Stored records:
####################

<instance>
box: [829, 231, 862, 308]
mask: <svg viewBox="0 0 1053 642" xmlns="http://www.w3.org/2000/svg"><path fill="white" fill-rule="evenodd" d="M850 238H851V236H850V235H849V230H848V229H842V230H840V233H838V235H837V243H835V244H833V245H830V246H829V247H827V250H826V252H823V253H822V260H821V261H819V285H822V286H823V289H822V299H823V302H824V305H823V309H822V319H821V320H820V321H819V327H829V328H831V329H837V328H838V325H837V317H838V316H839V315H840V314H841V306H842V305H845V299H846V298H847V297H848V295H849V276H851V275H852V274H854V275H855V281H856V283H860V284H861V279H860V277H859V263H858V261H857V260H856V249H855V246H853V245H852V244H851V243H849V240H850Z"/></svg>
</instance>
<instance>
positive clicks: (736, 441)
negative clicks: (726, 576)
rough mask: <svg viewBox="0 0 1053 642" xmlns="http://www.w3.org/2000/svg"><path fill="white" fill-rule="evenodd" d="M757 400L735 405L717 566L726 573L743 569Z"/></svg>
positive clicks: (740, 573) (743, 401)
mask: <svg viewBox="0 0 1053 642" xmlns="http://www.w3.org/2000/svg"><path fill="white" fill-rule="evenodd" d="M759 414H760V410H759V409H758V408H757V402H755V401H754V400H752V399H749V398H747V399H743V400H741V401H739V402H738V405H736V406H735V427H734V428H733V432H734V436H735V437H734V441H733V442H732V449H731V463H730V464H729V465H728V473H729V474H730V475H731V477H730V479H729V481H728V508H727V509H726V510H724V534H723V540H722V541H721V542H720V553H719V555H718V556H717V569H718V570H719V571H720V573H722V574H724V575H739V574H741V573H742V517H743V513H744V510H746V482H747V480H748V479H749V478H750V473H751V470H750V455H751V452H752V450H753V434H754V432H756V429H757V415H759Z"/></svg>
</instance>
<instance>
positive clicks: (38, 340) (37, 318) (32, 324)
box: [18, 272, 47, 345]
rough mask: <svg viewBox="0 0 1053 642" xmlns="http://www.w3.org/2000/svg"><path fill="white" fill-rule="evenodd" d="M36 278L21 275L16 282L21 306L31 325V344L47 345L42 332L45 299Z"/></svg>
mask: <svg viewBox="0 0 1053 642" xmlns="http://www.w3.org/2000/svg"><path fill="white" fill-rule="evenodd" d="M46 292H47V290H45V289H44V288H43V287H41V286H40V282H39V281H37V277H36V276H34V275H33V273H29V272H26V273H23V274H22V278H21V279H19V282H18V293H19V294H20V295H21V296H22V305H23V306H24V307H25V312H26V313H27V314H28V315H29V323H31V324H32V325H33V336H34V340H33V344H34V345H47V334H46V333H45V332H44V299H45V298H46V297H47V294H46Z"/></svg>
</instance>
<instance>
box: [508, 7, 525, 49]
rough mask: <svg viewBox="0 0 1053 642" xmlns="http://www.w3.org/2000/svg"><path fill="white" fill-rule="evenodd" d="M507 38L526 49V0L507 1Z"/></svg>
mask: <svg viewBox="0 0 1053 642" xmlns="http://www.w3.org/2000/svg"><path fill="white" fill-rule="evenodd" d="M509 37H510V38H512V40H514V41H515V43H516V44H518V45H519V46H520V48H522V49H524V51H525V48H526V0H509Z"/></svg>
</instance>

####################

▶ **ASSIGNED TASK**
Quote the records above from their first line through the line containing "400L735 405L717 566L726", both ends included.

▶ **RESPONSE**
<instance>
box: [829, 231, 862, 308]
mask: <svg viewBox="0 0 1053 642" xmlns="http://www.w3.org/2000/svg"><path fill="white" fill-rule="evenodd" d="M850 238H851V236H850V235H849V230H848V229H842V230H840V233H838V235H837V243H835V244H833V245H830V246H829V247H827V250H826V252H823V253H822V260H821V261H819V285H822V286H823V289H822V299H823V302H824V305H823V309H822V319H821V320H820V321H819V327H829V328H831V329H837V328H838V325H837V317H838V316H839V315H840V314H841V306H842V305H845V299H846V298H847V297H848V295H849V276H851V275H852V274H854V275H855V281H856V283H860V284H861V279H860V277H859V263H858V261H857V260H856V249H855V246H853V245H852V244H851V243H849V240H850Z"/></svg>
</instance>
<instance>
positive clicks: (736, 441)
negative clicks: (726, 576)
rough mask: <svg viewBox="0 0 1053 642" xmlns="http://www.w3.org/2000/svg"><path fill="white" fill-rule="evenodd" d="M757 400L735 405L717 566L726 573L743 569Z"/></svg>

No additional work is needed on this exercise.